I've yet read Odyssey, neither do I know the story. I've yet been to Dubin, only travelled quite a bit in and around Clare County plus mind journey to Ireland's past. My knowledge of history, literature, philosophy are limited, though I'm catching up...
However, my first read of this VOLUME is (to my suprise) rewarding. Immersed in Joyce' Joy, I didn't work hard digging out the obscure treasure and relic to inspect the details carved or eroded, mostly I swam with the flow, reading more larger sections in one sitting, without intermittent referencing that can interrupt my stream of conciousness. One cannot read if try to understand every single detail, one cannot hear if dwell on a sound harmony of one transient.

My take at current stage is limited to what I heard from my vocal interpretation, besides allegory (I must have missed much), humor (pun, rhyme, riddle) and guilty pleasure, esp. empathy felt with Bloom (his brilliance of imagination and dreamscape; his ordinary being of else...any one can relate to). I tried to like Stephen for his talent and some intangible attractivness, but too far-fetched for me to even level myself first (I'll ruminate more when read again).
Molly (as well as a lesser female character Gerty) gave me an added bonus not to question author's arrogance and showing off.
========
What you will do.
A – For each statement, say yes or no depending on whether it agrees with the review, and quote the deciding words: (i) The reviewer read larger sections in one sitting. (ii) The reviewer found the first read of the volume rewarding. (iii) The reviewer found it easy to like Stephen.
B – Duplicate the review from "My take at current" up to and including "when read again).".

Records of labeled points.
========
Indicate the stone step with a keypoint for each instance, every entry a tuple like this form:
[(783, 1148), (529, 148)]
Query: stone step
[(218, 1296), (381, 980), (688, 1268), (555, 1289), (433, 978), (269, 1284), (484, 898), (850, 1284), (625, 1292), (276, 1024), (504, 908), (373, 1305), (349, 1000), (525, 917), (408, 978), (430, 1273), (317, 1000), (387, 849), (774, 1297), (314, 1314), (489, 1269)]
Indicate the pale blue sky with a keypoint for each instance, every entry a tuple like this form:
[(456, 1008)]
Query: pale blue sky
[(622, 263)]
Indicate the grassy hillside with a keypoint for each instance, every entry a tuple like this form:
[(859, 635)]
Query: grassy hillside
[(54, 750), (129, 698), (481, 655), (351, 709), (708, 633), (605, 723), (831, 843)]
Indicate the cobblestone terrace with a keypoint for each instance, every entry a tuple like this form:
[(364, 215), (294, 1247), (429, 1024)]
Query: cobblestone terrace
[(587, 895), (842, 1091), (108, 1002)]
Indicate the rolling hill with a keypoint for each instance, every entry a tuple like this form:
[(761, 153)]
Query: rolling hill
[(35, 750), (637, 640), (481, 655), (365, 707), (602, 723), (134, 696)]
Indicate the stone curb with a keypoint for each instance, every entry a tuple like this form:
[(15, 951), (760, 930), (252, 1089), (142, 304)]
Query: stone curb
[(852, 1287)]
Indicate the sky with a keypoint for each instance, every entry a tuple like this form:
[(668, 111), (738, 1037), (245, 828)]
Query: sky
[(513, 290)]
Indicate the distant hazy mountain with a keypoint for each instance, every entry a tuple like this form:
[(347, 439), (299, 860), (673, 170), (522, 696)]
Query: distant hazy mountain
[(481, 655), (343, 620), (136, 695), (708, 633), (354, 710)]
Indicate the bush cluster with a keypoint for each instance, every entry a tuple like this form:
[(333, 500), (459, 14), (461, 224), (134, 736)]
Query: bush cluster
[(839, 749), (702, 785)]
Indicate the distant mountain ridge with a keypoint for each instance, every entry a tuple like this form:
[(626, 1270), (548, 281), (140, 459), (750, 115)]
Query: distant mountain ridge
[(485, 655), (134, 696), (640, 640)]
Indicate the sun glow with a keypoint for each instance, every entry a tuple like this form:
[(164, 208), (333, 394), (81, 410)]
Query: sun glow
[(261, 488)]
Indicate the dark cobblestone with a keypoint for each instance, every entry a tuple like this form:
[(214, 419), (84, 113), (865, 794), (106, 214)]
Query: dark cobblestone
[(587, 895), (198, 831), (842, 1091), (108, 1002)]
========
Answers.
A –
(i) Yes: "reading more larger sections in one sitting"
(ii) Yes: "my first read of this VOLUME is (to my suprise) rewarding"
(iii) No: "I tried to like Stephen for his talent and some intangible attractivness, but too far-fetched for me"

B –
My take at current stage is limited to what I heard from my vocal interpretation, besides allegory (I must have missed much), humor (pun, rhyme, riddle) and guilty pleasure, esp. empathy felt with Bloom (his brilliance of imagination and dreamscape; his ordinary being of else...any one can relate to). I tried to like Stephen for his talent and some intangible attractivness, but too far-fetched for me to even level myself first (I'll ruminate more when read again).